A lot has happened since I wrote anything on this website. I log in every once in a while, shocked to find that people still drift here somehow, and I feel a little ashamed that I haven’t been able to post anything in three years. I wonder how I ever had time to do so at all. My goal was always to build and maintain an active presence on the blog and in social media, but work and life simply got in the way. Couple that with a desire to not just put out content, but something actually meaningful every time I sit down to write, and the result is nothing at all. So, I will not make any promises that I will keep up the writing. Still, I owe it to you, and to myself, to if nothing else stick my head in once in a while and give a little update.

Between then and now, a lot has happened. In the second half of 2014 I decided that I had to leave my job in Copenhagen. With 8 restaurants under my supervision and three more to come in 2015, it had simply gotten too big for me, and although I took great pride in the work I did and it gave me some wonderful opportunities to travel the world, meet wine makers and experience what it’s like to wield big buying power, I had gotten too far away from the essence of the job of the sommelier, too far away from the guests and the bottles. I began looking around for something else. I was in negotiations with some interesting groups in Europe, but by pure happenstance found myself on culinary trip with a group of winemakers and sommeliers from France, Italy and USA. One of the few people of this group that I hadn’t met before was Robert Bohr, New York sommelier of almost legendary stature. We talked a lot over these few days and found ourselves agreeing on so much when it came to how to run a restaurant and what really makes for good service and hospitality that we decided then and there, without really discussing any details, that we had to work together. I distinctly remember the phone call to my girlfriend (today my wife) asking her if she wouldn’t mind moving to New York. A few months (and some grueling work on visa applications) later, we packed our bags and settled in downtown Manhattan, a few blocks away from Charlie Bird, a lovely little neighborhood restaurant which I’d like to think has a wine program that punches well above its weight.

(Free-text object descriptions)
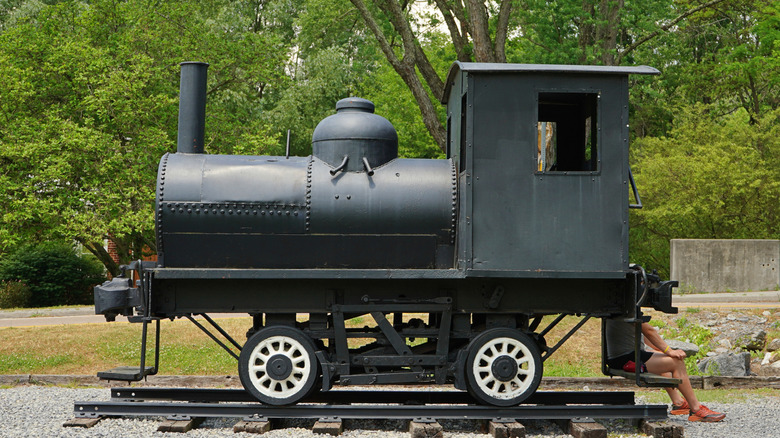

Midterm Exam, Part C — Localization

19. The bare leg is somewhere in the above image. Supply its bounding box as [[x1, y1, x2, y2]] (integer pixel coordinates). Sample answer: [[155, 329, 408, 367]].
[[645, 353, 701, 412]]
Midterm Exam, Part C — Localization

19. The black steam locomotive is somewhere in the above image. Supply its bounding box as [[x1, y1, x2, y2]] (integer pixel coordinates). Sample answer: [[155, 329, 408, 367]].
[[95, 62, 675, 406]]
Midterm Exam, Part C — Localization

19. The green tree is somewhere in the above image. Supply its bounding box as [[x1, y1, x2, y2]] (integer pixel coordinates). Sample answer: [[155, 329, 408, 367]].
[[0, 243, 106, 307], [0, 0, 287, 274], [631, 104, 780, 275]]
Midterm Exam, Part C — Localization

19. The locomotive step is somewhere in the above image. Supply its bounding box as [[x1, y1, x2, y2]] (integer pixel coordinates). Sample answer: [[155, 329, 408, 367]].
[[98, 366, 155, 382], [607, 369, 681, 387]]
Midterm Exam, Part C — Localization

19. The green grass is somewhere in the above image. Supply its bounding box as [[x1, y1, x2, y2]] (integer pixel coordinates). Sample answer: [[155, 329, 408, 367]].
[[0, 354, 78, 374]]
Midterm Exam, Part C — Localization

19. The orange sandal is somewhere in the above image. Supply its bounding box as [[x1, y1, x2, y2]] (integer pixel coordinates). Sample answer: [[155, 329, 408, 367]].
[[688, 405, 726, 423], [670, 399, 691, 415]]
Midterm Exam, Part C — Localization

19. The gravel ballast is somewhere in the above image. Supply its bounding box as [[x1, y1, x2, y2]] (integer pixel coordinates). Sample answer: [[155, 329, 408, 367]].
[[0, 385, 780, 438]]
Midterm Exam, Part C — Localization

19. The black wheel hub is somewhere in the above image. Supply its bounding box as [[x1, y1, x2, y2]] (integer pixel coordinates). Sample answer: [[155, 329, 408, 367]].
[[490, 356, 517, 382], [265, 354, 292, 380]]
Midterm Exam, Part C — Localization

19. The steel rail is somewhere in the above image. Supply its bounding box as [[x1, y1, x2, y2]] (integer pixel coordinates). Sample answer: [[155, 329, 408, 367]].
[[74, 402, 667, 420], [106, 387, 634, 405]]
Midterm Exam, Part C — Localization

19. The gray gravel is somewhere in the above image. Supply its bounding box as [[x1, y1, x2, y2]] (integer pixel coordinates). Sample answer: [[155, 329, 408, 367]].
[[0, 386, 780, 438]]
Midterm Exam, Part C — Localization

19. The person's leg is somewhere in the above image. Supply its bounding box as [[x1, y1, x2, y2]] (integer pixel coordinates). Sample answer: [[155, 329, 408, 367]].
[[646, 353, 701, 412], [646, 353, 726, 422]]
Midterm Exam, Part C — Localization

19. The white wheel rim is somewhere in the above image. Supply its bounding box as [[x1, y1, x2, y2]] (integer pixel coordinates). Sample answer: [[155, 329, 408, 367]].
[[471, 338, 536, 400], [249, 336, 312, 399]]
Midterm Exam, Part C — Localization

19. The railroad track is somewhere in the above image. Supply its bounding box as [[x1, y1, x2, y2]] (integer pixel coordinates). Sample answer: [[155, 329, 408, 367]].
[[65, 388, 671, 437]]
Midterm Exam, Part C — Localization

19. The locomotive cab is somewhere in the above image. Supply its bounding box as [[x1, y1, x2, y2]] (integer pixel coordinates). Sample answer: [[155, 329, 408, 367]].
[[443, 62, 658, 278]]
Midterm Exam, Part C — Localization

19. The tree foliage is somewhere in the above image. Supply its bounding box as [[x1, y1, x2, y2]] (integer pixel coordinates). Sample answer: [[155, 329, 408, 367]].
[[631, 104, 780, 274], [0, 0, 285, 273], [0, 243, 106, 307]]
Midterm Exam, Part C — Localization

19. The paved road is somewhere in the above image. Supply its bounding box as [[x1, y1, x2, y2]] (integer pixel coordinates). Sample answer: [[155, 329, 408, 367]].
[[0, 291, 780, 327]]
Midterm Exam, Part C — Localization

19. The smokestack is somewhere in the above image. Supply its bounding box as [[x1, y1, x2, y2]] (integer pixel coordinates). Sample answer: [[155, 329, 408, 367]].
[[176, 62, 209, 154]]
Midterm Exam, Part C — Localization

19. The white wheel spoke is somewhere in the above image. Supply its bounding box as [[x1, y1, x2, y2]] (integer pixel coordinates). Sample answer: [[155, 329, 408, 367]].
[[469, 337, 537, 401], [247, 335, 313, 400]]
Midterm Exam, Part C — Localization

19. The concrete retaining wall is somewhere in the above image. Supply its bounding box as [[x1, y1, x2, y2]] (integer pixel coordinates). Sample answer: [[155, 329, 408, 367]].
[[671, 239, 780, 292]]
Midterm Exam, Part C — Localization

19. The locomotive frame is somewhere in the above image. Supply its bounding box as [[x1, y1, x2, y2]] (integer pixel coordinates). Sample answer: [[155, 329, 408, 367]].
[[95, 62, 676, 406]]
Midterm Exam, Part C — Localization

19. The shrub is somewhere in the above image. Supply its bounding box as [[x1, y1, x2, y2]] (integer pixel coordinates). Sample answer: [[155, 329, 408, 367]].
[[0, 280, 32, 309], [0, 243, 105, 307]]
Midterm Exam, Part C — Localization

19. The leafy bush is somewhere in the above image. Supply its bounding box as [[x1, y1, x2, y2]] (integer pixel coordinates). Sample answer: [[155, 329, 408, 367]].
[[0, 243, 106, 307], [0, 280, 32, 309]]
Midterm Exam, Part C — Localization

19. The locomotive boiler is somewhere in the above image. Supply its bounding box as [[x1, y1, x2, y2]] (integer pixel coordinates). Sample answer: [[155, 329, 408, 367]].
[[95, 62, 676, 406]]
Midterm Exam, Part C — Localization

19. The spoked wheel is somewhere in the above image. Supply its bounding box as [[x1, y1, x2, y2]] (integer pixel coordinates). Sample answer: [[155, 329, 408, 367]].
[[238, 327, 318, 405], [466, 328, 542, 406]]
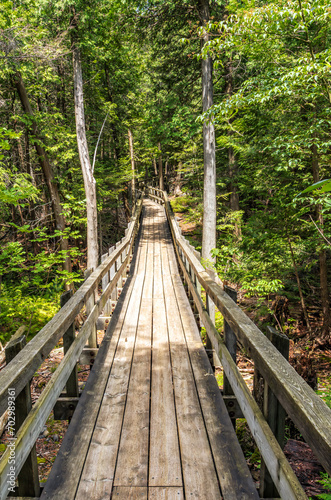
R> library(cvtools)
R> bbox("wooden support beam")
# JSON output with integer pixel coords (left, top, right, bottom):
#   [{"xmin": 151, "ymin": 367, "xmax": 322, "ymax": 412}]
[
  {"xmin": 102, "ymin": 253, "xmax": 110, "ymax": 314},
  {"xmin": 53, "ymin": 397, "xmax": 79, "ymax": 420},
  {"xmin": 5, "ymin": 335, "xmax": 40, "ymax": 497},
  {"xmin": 60, "ymin": 290, "xmax": 79, "ymax": 397},
  {"xmin": 84, "ymin": 269, "xmax": 98, "ymax": 347},
  {"xmin": 79, "ymin": 347, "xmax": 99, "ymax": 366},
  {"xmin": 223, "ymin": 395, "xmax": 245, "ymax": 420},
  {"xmin": 223, "ymin": 286, "xmax": 237, "ymax": 428},
  {"xmin": 97, "ymin": 316, "xmax": 111, "ymax": 331},
  {"xmin": 260, "ymin": 326, "xmax": 290, "ymax": 498}
]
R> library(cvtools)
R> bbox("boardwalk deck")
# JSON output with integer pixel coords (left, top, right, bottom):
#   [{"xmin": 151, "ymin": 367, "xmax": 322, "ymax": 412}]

▶ Assignment
Extend the blog update about leaving a sommelier job in Copenhagen for New York, beginning after its last sentence.

▶ Task answer
I had travelled a lot to the states, but never to New York really, so it really was a gamble. But the city has given me a wonderful welcome, and I truly enjoy exploring all it has to offer (a lot!). The wine community is strong and energetic and there are opportunities here that are rare to find elsewhere. Sure, I miss aspects of life in Scandinavia, but I think I will call this city home for some time now...

Parallel with this move, I was preparing like never before to take the ultimate test and compete in the World’s Best Sommelier competition. Perhaps it was crazy to try to take on so much at once, and the past year has been incredibly demanding, with barely any free time between settling in a new city, a new job, running a small business and studying like a demon for the hardest test of my life, but I knew that I would be in a better spot if it all succeeded.

I’m not going to write a long write up of the competition like I’ve done in the past (others have done a great job of that). Suffice to say, it was really tough and I came back with a noticeably greyer shade of hair (in my beard at least). But I felt good doing it all the way to the end. In fact, I think that what in the end won me the title was the sense that even though this was the chance of a lifetime, my life was still pretty damn good, I didn’t need a title to prove anything, to myself or to anyone else. This is in stark contrast to the past when I felt there was so much riding on a win and I perhaps pushed myself past the point of what’s sane and healthy, both for myself and the people and relationships in my life. Let’s just say I have some debts to pay on that front.

So what happens next? Well, I won’t spill the beans just yet, but there are some really, really exciting projects on the near horizon, in New York and in other parts of the world. If you want to stay connected, make sure to interact with me on Twitter or Instagram, where I am easier to be found.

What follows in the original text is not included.